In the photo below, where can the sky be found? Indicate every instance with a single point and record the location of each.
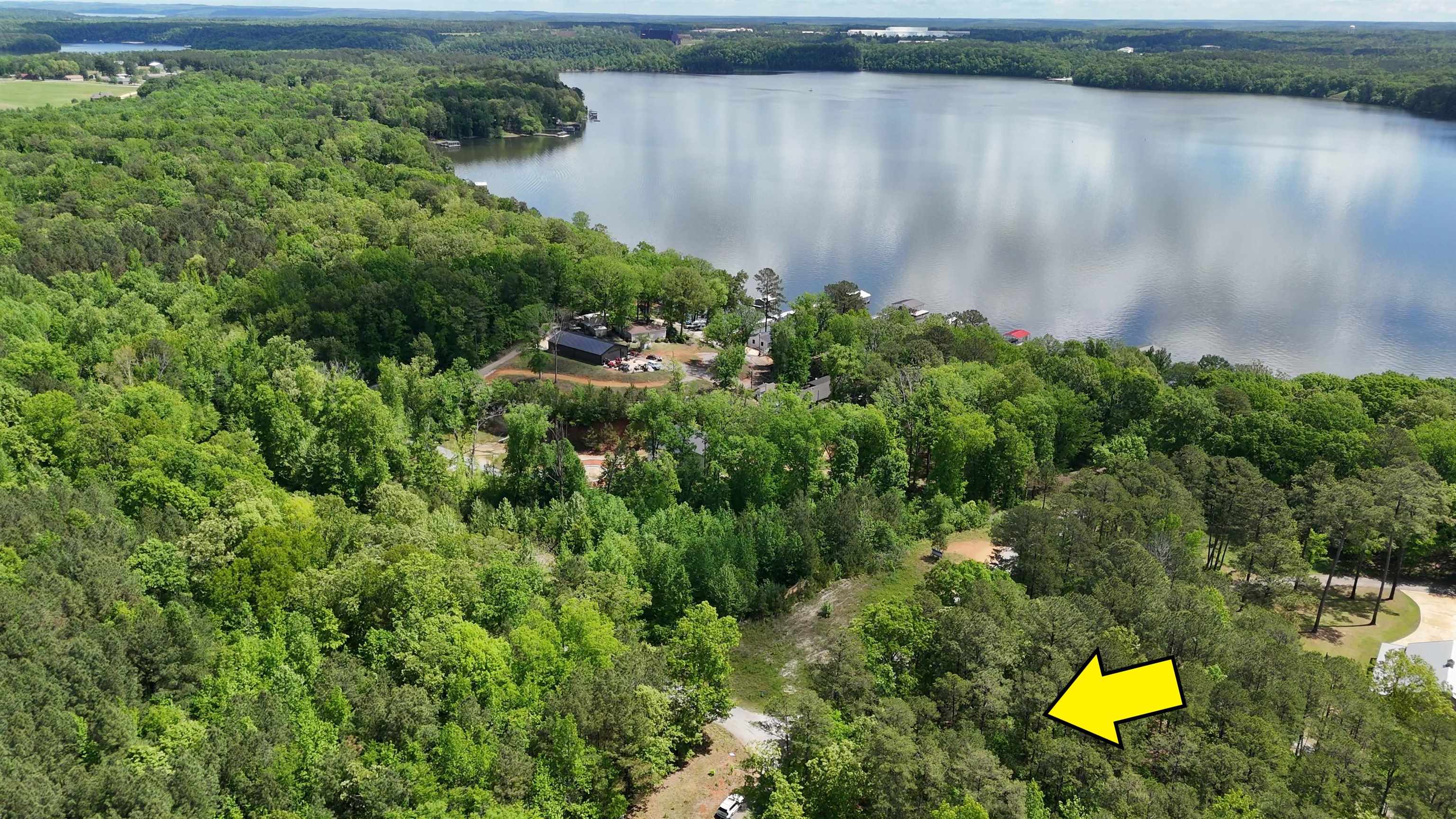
(1421, 11)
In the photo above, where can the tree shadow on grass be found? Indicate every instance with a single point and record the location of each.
(1343, 614)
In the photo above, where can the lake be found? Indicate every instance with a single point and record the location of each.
(114, 47)
(1310, 235)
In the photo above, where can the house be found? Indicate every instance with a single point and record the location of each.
(819, 390)
(592, 324)
(762, 340)
(640, 333)
(1440, 655)
(586, 349)
(913, 307)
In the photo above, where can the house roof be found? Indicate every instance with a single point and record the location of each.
(584, 343)
(1440, 655)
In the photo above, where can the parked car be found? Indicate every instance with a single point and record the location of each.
(730, 806)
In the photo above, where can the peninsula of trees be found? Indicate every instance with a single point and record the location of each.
(241, 312)
(1404, 67)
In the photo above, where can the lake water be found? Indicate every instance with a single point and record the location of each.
(1305, 234)
(114, 47)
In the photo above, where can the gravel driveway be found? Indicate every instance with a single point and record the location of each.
(750, 728)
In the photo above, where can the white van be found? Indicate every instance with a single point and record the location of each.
(730, 808)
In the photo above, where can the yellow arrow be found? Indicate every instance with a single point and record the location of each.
(1094, 703)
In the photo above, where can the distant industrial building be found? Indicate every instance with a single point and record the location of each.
(908, 33)
(662, 34)
(586, 349)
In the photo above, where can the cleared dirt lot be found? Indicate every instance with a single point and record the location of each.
(696, 791)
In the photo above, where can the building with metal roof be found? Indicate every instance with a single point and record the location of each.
(586, 349)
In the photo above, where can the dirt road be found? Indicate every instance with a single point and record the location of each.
(695, 791)
(506, 372)
(750, 728)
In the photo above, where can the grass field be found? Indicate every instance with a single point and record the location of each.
(1344, 628)
(28, 94)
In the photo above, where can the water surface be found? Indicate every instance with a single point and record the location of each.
(1305, 234)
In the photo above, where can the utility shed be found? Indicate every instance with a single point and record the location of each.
(586, 349)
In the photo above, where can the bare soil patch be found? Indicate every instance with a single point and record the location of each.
(695, 791)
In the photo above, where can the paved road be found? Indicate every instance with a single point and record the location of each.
(750, 728)
(1438, 607)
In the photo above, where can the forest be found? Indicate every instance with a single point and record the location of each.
(1410, 69)
(241, 312)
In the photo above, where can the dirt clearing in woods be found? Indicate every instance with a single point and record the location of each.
(696, 791)
(972, 548)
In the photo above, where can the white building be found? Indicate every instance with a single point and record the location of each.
(908, 31)
(1440, 655)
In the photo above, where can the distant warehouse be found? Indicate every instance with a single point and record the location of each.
(586, 349)
(908, 33)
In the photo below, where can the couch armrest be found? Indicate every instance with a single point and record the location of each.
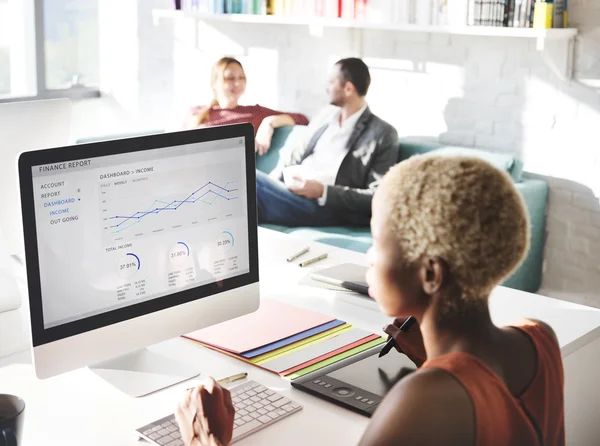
(529, 275)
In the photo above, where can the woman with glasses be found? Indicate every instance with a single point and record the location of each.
(228, 82)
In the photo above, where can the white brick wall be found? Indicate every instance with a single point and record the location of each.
(493, 93)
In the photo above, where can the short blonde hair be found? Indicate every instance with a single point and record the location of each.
(463, 210)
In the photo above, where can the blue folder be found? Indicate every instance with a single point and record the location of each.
(291, 339)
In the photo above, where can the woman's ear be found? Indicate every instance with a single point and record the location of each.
(432, 274)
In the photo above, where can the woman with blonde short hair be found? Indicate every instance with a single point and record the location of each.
(446, 231)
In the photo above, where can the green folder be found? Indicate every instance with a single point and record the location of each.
(259, 360)
(334, 359)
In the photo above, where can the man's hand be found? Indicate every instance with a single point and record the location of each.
(410, 343)
(311, 189)
(264, 134)
(205, 416)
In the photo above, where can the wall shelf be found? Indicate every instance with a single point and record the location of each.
(556, 45)
(489, 31)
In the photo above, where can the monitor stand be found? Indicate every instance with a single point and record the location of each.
(143, 372)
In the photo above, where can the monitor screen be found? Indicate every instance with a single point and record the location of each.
(122, 229)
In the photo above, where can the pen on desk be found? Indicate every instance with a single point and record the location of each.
(313, 260)
(229, 379)
(390, 342)
(295, 256)
(232, 378)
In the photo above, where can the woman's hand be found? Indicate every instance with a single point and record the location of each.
(408, 342)
(264, 135)
(205, 416)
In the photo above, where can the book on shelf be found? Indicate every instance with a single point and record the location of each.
(500, 13)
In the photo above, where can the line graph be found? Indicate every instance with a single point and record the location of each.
(182, 198)
(176, 204)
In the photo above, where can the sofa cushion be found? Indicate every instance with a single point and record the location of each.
(505, 162)
(501, 161)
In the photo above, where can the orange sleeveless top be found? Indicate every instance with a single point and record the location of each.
(534, 418)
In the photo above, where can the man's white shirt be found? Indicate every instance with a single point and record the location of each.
(330, 150)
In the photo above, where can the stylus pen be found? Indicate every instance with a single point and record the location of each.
(232, 378)
(313, 260)
(390, 342)
(229, 379)
(295, 256)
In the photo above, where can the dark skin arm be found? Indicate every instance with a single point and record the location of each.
(427, 408)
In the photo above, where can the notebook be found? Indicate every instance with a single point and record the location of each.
(277, 321)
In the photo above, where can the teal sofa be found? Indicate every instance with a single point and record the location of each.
(534, 191)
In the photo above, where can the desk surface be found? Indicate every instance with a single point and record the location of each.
(79, 408)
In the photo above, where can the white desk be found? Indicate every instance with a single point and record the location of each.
(78, 408)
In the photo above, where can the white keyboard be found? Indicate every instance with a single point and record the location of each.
(256, 407)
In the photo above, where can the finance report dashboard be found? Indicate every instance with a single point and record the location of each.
(121, 229)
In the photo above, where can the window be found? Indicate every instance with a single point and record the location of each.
(48, 49)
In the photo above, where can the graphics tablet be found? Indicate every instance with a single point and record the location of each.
(359, 385)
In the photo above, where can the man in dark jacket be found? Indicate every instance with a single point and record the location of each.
(331, 177)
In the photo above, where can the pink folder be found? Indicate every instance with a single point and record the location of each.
(272, 322)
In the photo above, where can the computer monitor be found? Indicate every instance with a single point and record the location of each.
(134, 241)
(25, 126)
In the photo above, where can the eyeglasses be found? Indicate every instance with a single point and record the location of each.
(231, 80)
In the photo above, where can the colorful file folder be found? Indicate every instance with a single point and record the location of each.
(286, 340)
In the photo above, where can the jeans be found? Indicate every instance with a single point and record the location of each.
(276, 204)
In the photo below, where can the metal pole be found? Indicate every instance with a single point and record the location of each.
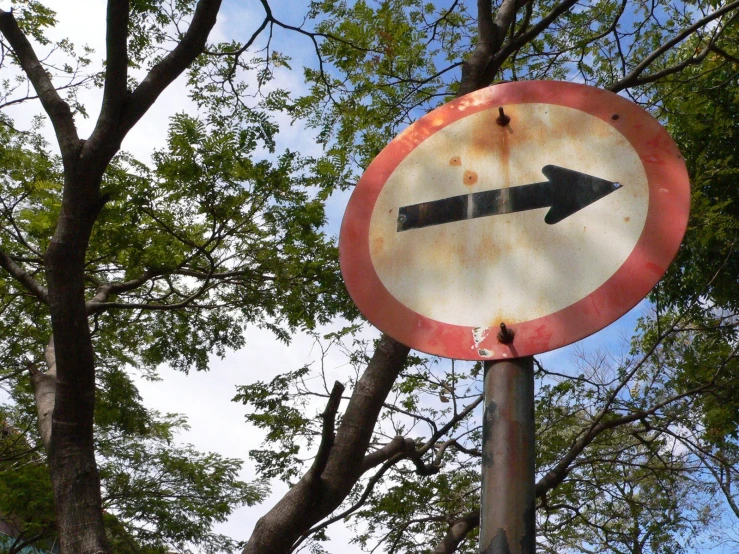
(507, 518)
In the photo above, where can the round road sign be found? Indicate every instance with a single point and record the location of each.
(555, 223)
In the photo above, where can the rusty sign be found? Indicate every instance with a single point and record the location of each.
(552, 208)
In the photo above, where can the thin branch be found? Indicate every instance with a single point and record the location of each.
(28, 282)
(633, 77)
(58, 110)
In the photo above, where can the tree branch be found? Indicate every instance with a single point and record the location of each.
(458, 530)
(327, 433)
(58, 110)
(172, 66)
(632, 78)
(28, 282)
(116, 70)
(44, 391)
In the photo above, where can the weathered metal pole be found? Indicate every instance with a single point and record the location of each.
(507, 518)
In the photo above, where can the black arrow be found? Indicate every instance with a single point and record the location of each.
(565, 193)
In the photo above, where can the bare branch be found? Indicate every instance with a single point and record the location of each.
(458, 531)
(327, 432)
(116, 69)
(28, 282)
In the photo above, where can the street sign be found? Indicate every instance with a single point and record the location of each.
(553, 216)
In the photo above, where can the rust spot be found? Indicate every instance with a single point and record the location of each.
(469, 177)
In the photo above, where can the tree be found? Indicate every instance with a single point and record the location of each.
(96, 250)
(74, 272)
(626, 47)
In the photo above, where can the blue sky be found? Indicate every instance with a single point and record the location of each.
(216, 422)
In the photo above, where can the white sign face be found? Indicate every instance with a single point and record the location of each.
(508, 267)
(555, 222)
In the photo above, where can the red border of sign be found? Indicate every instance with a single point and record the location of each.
(667, 216)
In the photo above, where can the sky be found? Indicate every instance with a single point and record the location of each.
(216, 423)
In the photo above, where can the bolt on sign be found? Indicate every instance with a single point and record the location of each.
(552, 208)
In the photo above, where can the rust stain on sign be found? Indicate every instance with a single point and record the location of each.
(469, 178)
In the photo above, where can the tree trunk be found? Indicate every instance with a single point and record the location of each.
(72, 463)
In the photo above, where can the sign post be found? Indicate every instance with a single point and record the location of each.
(507, 518)
(512, 221)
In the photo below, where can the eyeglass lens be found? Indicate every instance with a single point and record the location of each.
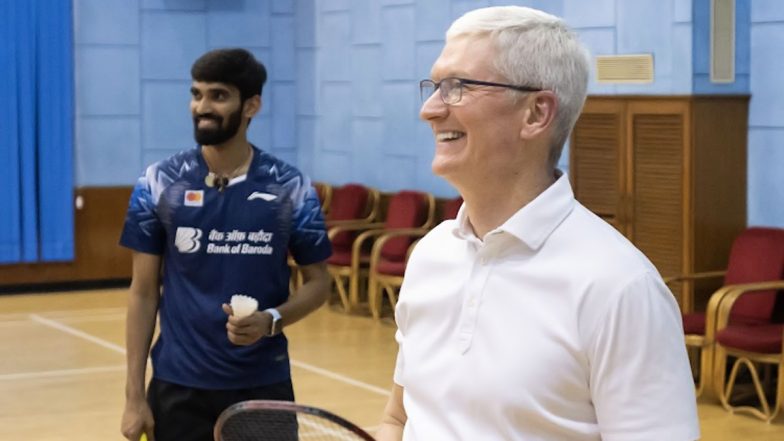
(451, 90)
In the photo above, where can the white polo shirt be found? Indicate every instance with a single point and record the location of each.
(554, 327)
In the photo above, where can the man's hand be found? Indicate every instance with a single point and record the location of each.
(137, 420)
(247, 330)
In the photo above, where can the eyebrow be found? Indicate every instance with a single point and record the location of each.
(208, 89)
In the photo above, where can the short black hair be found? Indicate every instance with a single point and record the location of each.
(236, 67)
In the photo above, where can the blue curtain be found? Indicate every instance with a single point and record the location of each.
(36, 131)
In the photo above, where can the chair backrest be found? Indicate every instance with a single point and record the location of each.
(757, 255)
(351, 202)
(407, 209)
(324, 193)
(450, 208)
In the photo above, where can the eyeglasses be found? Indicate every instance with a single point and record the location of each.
(452, 88)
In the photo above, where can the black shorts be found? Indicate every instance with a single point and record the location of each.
(186, 414)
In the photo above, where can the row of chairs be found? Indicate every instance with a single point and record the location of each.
(372, 237)
(742, 321)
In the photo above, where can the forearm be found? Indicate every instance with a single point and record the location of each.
(140, 326)
(143, 298)
(394, 419)
(309, 297)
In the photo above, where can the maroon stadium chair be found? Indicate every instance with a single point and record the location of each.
(757, 255)
(407, 212)
(388, 262)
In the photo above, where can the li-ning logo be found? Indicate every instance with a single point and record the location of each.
(187, 239)
(259, 195)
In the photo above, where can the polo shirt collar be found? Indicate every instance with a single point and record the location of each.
(534, 222)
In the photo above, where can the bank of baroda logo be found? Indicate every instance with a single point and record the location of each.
(187, 239)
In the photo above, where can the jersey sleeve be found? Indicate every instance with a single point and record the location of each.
(640, 378)
(309, 242)
(143, 230)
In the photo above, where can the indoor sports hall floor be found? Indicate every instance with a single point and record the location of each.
(62, 369)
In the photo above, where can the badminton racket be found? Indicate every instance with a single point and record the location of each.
(283, 421)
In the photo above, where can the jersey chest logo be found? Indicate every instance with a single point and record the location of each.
(194, 198)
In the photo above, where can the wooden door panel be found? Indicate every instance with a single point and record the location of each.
(658, 188)
(596, 158)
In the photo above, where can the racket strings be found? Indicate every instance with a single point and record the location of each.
(282, 425)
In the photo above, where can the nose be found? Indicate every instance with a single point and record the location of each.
(433, 107)
(200, 106)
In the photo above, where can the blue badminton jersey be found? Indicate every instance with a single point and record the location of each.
(215, 244)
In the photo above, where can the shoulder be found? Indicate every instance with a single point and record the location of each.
(281, 171)
(596, 248)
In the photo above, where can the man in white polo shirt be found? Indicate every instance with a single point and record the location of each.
(527, 317)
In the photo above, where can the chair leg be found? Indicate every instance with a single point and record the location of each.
(374, 297)
(779, 391)
(392, 295)
(765, 414)
(717, 380)
(342, 293)
(706, 383)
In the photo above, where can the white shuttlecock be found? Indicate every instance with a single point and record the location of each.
(243, 306)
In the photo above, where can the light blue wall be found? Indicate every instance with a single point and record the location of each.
(372, 53)
(342, 102)
(133, 61)
(766, 117)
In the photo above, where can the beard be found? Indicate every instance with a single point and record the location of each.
(220, 133)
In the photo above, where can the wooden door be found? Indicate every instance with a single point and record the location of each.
(657, 183)
(597, 158)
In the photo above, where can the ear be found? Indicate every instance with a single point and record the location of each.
(252, 106)
(539, 114)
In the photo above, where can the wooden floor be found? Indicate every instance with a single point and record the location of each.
(62, 369)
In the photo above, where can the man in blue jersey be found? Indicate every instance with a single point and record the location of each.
(207, 223)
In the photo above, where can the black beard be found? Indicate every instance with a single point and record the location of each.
(218, 135)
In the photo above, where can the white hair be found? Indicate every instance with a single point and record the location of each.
(534, 49)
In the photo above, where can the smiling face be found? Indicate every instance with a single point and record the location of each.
(478, 137)
(217, 112)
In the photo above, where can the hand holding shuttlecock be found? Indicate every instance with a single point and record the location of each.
(243, 306)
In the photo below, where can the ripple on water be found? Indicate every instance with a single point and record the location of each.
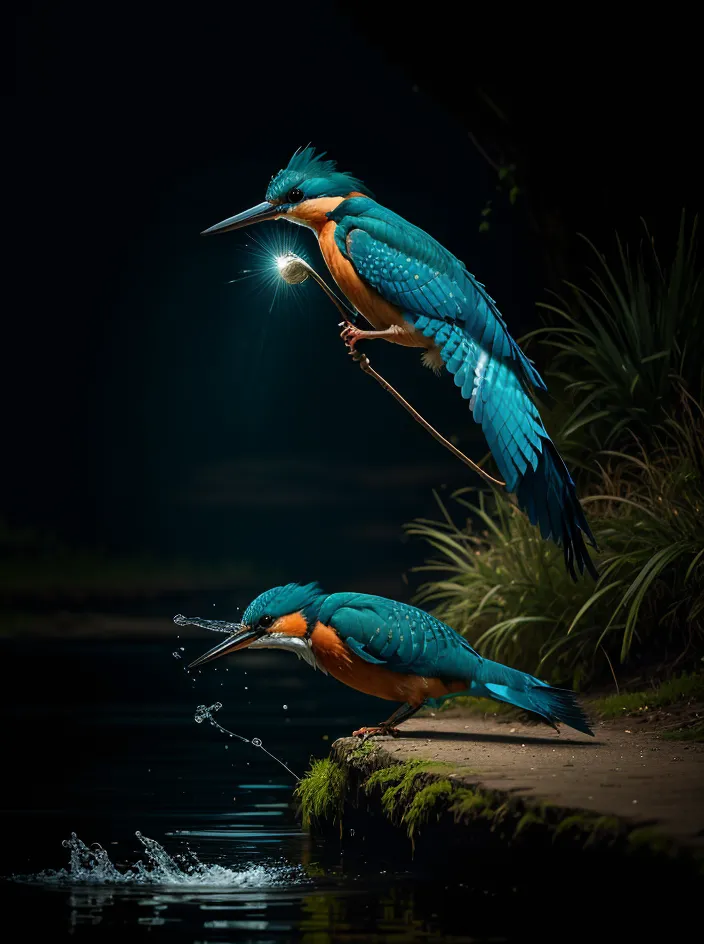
(91, 865)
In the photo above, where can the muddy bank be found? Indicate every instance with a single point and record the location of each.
(452, 786)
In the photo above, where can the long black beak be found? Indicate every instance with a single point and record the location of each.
(263, 211)
(238, 640)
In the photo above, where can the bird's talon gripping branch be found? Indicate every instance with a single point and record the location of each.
(350, 335)
(379, 731)
(414, 292)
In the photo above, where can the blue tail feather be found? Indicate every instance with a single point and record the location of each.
(497, 681)
(549, 498)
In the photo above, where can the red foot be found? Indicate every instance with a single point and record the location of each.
(350, 335)
(381, 730)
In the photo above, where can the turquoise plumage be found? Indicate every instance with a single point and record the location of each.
(443, 301)
(433, 301)
(400, 638)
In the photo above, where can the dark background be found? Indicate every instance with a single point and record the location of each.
(152, 408)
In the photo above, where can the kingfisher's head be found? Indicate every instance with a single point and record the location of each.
(304, 192)
(280, 618)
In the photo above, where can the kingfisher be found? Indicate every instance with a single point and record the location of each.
(416, 293)
(387, 649)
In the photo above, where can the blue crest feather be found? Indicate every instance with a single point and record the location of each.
(313, 175)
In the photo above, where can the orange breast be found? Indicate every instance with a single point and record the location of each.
(365, 299)
(344, 665)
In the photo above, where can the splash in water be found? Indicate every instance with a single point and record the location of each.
(204, 713)
(91, 865)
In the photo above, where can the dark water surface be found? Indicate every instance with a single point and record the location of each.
(100, 741)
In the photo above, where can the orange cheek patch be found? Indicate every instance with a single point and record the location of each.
(292, 625)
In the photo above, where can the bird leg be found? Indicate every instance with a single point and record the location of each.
(388, 727)
(350, 334)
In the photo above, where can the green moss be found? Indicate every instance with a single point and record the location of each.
(530, 818)
(668, 693)
(433, 798)
(651, 840)
(589, 827)
(470, 803)
(400, 781)
(321, 793)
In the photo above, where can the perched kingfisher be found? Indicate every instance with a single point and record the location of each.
(387, 649)
(414, 292)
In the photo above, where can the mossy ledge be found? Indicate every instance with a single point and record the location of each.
(444, 807)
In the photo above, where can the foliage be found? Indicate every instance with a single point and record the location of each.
(630, 354)
(622, 343)
(321, 793)
(682, 688)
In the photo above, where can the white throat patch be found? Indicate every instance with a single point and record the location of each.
(296, 644)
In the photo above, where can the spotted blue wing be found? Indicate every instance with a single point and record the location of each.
(402, 637)
(443, 301)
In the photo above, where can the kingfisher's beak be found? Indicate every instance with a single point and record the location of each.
(238, 640)
(263, 211)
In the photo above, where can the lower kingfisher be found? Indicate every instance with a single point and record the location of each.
(416, 293)
(387, 649)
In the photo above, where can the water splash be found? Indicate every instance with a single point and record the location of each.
(215, 626)
(204, 713)
(91, 865)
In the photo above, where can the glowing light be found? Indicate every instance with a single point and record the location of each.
(292, 268)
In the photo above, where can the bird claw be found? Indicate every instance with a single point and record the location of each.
(381, 730)
(350, 335)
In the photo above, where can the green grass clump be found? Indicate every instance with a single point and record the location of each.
(667, 693)
(321, 793)
(399, 781)
(618, 343)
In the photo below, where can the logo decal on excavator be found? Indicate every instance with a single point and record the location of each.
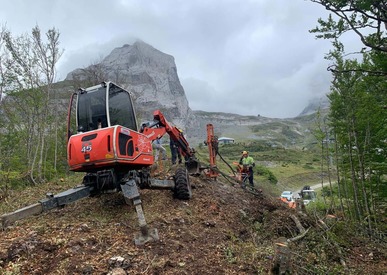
(143, 144)
(151, 134)
(86, 147)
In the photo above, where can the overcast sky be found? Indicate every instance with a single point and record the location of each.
(247, 57)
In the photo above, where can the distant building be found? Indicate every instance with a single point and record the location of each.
(225, 140)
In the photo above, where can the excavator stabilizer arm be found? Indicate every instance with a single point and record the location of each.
(50, 202)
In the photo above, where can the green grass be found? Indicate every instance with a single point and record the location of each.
(293, 168)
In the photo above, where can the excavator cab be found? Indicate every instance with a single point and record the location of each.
(101, 106)
(102, 131)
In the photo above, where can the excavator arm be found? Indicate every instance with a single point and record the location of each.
(159, 127)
- - -
» Required task:
Reproduce the records from the line containing "In the photo above, where can the distant building" through the end of the records, both ends included, replacing "green grass" with "mowed lawn" and leaving everything else unchanged.

» Written answer:
In the photo above, where can the distant building be found? Indicate every instance with a single point and record the location of each.
(225, 140)
In the photo above, where can the excavator stabilizer arm be found? Indicate every instance with a single point and record the location of each.
(50, 202)
In the photo above, where can the mowed lawn be found? Indicate every instance with a single point and record the location of each.
(293, 168)
In the photo above, where can the excavator cab be found? Indicate every instance with a single point and record the location of each.
(101, 106)
(102, 131)
In the photo above, where can the excavator arm be found? Indicate every instance with a single point and record the location of each.
(159, 127)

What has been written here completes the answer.